>> Start ENTRIES

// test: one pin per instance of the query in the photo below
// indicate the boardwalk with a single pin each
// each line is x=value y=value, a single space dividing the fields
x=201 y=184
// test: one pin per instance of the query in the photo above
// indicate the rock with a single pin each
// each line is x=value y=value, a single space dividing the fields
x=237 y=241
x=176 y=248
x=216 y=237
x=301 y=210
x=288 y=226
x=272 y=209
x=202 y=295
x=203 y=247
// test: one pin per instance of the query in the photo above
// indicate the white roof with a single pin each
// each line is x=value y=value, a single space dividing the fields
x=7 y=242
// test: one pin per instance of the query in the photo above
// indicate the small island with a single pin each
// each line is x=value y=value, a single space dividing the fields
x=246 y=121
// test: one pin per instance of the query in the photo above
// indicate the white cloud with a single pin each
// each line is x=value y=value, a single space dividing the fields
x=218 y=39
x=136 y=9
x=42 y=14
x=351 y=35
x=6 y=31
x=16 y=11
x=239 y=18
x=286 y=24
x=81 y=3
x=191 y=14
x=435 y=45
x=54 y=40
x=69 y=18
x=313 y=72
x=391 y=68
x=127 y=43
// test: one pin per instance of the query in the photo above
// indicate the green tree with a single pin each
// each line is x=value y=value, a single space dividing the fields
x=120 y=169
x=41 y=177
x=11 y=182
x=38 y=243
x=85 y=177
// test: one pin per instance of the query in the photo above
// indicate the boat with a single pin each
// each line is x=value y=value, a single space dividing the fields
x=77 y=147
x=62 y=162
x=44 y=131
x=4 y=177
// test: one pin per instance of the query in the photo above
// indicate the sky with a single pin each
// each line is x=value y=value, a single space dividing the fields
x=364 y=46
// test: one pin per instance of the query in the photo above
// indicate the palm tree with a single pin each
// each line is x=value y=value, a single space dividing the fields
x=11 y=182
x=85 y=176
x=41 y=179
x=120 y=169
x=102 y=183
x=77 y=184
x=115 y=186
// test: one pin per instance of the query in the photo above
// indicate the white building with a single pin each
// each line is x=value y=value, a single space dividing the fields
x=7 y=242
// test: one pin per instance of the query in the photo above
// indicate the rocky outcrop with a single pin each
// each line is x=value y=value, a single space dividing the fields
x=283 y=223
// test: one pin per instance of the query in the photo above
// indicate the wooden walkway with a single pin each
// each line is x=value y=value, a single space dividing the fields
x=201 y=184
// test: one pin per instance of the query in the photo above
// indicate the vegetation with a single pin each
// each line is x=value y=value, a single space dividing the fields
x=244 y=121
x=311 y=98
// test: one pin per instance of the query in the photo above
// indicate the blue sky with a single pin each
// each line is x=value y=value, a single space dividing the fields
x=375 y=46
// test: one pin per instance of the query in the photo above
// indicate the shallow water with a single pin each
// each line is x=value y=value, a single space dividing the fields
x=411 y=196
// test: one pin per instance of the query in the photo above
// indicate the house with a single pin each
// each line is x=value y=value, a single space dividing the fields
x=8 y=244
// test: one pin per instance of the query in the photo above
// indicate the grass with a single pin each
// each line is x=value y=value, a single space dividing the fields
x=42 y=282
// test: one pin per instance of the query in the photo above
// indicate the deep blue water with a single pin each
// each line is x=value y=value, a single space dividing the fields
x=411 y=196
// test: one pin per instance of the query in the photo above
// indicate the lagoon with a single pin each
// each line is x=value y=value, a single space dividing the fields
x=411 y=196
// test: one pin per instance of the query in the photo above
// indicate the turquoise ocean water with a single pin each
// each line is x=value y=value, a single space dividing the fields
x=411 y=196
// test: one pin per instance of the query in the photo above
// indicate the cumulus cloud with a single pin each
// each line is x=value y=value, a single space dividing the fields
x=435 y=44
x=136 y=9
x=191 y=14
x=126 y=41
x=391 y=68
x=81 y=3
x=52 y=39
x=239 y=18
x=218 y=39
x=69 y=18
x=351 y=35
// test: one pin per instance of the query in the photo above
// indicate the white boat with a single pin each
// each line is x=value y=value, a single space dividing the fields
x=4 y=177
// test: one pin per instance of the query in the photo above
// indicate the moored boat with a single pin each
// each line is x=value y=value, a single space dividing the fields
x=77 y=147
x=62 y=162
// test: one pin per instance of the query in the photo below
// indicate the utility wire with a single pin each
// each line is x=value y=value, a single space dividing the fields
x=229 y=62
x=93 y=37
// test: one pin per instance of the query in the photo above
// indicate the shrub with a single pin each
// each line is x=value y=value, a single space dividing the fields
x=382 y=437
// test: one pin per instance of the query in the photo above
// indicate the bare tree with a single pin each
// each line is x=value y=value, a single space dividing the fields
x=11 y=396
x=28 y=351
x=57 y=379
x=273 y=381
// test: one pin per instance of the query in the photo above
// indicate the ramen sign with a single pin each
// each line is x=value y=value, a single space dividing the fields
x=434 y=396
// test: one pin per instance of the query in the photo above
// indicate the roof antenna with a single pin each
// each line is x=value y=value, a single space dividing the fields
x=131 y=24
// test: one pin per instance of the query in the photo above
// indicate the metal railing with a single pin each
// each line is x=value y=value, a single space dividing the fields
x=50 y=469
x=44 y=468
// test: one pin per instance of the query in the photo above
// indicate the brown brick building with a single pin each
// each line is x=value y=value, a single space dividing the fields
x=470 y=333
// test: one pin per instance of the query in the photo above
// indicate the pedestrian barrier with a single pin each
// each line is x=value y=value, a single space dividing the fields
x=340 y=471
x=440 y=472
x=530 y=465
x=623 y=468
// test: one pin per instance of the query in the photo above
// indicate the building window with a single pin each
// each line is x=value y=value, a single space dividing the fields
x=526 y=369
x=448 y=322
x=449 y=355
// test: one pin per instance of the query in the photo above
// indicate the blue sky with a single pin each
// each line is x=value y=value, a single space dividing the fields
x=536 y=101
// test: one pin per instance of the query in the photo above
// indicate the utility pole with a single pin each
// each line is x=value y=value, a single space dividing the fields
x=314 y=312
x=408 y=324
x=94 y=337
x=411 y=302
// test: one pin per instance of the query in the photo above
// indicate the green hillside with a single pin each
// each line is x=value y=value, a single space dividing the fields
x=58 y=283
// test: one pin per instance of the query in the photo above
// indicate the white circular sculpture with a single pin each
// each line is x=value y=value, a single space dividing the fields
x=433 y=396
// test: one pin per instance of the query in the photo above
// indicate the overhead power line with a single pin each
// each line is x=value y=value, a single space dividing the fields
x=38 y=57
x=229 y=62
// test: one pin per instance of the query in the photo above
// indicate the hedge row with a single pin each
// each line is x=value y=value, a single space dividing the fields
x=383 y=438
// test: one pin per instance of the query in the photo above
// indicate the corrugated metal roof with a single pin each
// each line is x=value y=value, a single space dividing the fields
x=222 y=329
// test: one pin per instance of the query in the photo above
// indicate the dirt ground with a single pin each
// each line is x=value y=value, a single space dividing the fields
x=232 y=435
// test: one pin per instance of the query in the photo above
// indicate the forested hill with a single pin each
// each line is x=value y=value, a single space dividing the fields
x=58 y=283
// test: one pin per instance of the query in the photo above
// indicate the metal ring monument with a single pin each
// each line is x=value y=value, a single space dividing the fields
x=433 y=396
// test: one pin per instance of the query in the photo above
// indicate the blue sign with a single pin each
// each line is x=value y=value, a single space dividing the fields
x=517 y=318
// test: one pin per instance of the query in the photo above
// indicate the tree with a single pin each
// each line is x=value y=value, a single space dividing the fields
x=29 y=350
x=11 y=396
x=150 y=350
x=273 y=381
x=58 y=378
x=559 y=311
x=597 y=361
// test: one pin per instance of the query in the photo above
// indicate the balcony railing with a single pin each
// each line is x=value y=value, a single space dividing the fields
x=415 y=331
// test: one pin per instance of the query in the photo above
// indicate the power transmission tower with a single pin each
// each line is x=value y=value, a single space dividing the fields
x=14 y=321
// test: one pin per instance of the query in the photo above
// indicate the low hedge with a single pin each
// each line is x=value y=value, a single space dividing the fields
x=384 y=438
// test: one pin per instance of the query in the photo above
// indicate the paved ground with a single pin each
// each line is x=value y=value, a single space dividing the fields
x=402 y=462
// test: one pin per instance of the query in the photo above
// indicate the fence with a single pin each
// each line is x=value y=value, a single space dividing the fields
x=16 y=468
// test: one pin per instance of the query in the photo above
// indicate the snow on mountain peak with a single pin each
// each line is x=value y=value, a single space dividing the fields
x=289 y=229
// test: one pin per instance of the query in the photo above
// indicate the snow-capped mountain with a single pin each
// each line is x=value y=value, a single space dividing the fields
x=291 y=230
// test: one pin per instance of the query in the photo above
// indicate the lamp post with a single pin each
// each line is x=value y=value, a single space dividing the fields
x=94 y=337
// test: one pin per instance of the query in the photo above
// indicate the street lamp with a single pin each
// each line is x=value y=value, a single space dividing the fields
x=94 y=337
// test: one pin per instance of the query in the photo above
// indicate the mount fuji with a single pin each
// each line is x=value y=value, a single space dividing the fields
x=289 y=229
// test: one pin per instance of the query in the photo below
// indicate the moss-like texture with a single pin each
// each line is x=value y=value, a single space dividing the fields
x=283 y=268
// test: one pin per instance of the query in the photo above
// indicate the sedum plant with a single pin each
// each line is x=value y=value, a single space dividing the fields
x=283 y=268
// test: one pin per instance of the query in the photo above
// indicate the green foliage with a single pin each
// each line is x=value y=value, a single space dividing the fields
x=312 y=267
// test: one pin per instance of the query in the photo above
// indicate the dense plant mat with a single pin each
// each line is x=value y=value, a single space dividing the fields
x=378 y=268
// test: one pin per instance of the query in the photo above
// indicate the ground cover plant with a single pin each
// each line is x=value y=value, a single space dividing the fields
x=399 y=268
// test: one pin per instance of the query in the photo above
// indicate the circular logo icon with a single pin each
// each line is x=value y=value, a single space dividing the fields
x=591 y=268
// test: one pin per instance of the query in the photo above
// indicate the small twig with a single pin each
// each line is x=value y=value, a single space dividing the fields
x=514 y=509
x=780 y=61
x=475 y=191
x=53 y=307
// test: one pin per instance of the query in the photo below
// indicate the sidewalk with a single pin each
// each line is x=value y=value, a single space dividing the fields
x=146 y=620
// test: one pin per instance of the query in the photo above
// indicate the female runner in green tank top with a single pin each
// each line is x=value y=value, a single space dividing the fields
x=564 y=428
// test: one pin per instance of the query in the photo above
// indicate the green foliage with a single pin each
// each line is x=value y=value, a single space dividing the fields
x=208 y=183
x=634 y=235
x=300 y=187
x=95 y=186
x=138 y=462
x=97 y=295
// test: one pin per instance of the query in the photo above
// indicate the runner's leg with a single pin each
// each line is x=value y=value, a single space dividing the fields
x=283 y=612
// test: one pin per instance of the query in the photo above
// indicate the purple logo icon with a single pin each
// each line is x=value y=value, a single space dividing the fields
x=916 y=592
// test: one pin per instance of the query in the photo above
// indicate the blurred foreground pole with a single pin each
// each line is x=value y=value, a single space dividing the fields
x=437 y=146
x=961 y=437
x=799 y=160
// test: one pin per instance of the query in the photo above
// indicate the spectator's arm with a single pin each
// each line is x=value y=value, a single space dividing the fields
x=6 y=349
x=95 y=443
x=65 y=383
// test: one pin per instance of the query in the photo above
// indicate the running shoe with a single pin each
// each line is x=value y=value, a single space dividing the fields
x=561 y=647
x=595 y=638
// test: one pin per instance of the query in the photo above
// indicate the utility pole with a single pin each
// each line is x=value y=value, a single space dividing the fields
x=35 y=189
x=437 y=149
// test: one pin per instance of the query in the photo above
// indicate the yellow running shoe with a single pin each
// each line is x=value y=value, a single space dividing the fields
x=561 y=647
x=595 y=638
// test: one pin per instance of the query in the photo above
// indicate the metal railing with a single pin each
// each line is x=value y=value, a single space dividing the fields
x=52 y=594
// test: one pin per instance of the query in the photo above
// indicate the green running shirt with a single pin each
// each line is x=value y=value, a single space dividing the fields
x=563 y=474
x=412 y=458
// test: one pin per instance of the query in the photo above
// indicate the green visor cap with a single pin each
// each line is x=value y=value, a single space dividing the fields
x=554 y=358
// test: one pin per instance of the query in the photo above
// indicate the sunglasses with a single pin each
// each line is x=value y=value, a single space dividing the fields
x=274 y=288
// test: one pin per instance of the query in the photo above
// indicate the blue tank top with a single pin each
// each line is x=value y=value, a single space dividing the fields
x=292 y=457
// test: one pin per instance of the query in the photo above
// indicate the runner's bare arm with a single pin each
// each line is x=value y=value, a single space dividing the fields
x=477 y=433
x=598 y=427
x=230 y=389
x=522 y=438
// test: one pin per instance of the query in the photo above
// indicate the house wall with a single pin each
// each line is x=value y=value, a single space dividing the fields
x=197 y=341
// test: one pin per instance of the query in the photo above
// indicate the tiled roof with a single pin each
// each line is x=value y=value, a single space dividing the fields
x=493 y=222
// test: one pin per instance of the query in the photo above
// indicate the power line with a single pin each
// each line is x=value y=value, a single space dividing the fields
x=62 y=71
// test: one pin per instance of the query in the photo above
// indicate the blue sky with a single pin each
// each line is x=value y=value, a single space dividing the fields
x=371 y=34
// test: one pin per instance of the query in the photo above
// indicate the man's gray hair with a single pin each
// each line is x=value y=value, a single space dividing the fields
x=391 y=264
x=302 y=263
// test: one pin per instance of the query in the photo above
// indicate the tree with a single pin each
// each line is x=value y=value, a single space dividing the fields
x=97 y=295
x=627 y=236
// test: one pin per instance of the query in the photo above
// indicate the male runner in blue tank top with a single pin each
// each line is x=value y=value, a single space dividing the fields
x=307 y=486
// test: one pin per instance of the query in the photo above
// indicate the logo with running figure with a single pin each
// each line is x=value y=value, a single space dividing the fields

>> End ENTRIES

- [EXERCISE PROMPT]
Copy the records starting at the first line and ending at the line containing "x=246 y=121", replacing every "pin" with "marker" and leaving all else unchanged.

- [RESULT FOR THIS TASK]
// test: one marker per instance of the query in the photo below
// indicate the boardwalk with a single marker each
// each line is x=value y=value, a single space dividing the fields
x=201 y=184
// test: one marker per instance of the query in the photo above
// indicate the rock with a single marker each
// each line is x=value y=value, a single space dividing the fields
x=237 y=241
x=176 y=248
x=216 y=237
x=301 y=210
x=288 y=226
x=272 y=209
x=202 y=295
x=203 y=247
// test: one marker per instance of the query in the photo above
// indicate the white roof with a single marker each
// each line is x=value y=value, a single space dividing the fields
x=7 y=242
// test: one marker per instance of the query in the photo above
// indicate the small island with a single marker each
// each line is x=value y=value, a single space dividing the fields
x=246 y=121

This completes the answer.